_DIRECTIONS FOR THIS TASK_: Repeat the entries exactly as they stand.

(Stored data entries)

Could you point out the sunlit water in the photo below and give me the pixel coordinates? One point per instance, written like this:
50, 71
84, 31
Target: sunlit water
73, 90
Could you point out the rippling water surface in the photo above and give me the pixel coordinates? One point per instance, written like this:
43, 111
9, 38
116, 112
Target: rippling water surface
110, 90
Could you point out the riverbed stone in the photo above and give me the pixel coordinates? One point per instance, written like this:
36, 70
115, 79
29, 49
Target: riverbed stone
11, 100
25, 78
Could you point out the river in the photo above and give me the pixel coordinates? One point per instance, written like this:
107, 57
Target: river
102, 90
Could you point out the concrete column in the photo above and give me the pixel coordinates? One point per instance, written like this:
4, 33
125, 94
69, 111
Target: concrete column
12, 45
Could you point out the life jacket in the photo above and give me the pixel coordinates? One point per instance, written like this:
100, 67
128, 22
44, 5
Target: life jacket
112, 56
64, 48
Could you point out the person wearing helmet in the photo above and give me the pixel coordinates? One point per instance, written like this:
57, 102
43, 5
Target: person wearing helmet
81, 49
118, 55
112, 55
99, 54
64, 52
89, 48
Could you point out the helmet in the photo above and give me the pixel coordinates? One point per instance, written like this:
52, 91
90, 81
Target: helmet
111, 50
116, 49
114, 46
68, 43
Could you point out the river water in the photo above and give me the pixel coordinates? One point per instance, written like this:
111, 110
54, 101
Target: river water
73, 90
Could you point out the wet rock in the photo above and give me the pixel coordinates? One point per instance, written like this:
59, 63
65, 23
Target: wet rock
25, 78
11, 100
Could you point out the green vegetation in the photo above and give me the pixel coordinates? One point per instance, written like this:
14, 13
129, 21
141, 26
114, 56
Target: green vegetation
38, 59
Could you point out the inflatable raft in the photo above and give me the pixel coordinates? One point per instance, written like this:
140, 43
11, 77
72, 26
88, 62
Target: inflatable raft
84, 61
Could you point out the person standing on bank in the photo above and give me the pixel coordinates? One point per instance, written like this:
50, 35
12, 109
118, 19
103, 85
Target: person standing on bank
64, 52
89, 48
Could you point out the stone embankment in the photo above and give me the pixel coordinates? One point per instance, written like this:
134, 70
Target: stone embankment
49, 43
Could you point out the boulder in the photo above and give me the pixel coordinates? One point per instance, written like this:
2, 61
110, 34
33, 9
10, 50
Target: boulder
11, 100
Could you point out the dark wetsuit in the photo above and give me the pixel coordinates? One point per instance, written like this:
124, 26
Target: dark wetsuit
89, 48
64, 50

_TASK ANSWER_:
Could you point out the sunlit water in the photo below and give me the pixel coordinates? One point per instance, written like this:
50, 71
84, 31
Target: sunlit water
73, 90
Could you point out the rippling water surface in the photo above and give me the pixel coordinates? One point per instance, written like this:
43, 111
9, 38
116, 112
Target: rippling water surface
110, 90
Could you point out the riverbed stone in the photo above and give me the pixel coordinates? One point per instance, written like this:
36, 70
115, 79
29, 49
Target: riverbed stone
11, 100
25, 78
Could you point out the river in the photo above and give me the pixel coordinates? One point per instance, written like this:
107, 57
Target: river
102, 90
Could you point out the concrete column in the photo above and give me the pixel coordinates? One point per instance, written like this:
4, 33
125, 94
69, 111
Target: concrete column
12, 45
Could you point out the life jacket in the photo above and give me the pixel coordinates? One point per instance, written like this:
100, 67
128, 22
44, 5
Target: life jacket
112, 56
64, 48
Could you point out the person wearing helmet in the photo above and give me the pixel coordinates? One point per instance, written like this:
57, 102
43, 5
Target: person wearing helmet
81, 49
118, 55
112, 55
99, 54
64, 52
89, 48
Could you point out the helmet in the photo above and give me the pixel coordinates? One point per instance, written like this:
52, 91
90, 81
Target: helmet
111, 50
116, 49
114, 46
68, 43
Could you point out the river water in the photo above and give me the pixel coordinates? One point per instance, written like this:
111, 110
54, 101
Target: river water
73, 90
Could you point out the wet rock in the photo above and give me the pixel coordinates? One point per instance, written like this:
59, 63
65, 23
Target: wet rock
25, 78
11, 100
Could you point out the green vegetation in the photo above and give me the pixel coordinates? One point per instance, written like this:
14, 13
129, 21
141, 26
114, 56
Target: green vegetation
38, 59
Could you point out the inflatable raft in the photo above and give me the pixel coordinates? One point per instance, written like this:
140, 43
11, 77
72, 26
88, 62
Target: inflatable raft
84, 61
Could you point out the person standing on bank in the photo above and give me the pixel coordinates? One point per instance, written like this:
50, 35
12, 109
118, 19
103, 85
Target: person standing on bank
64, 52
89, 48
Could you point out the stone embankment in the photo above and give me the pixel coordinates? One point per instance, written like this:
134, 70
Target: stone embankment
49, 43
Could you point out the boulder in the photo above and give me the pixel coordinates? One point per instance, written like this:
2, 61
110, 34
33, 9
10, 50
Target: boulder
11, 100
Could you point out the dark wetsuit in the photo above and give me the pixel coordinates? One point per instance, written like this:
124, 26
Target: dark wetsuit
89, 48
64, 50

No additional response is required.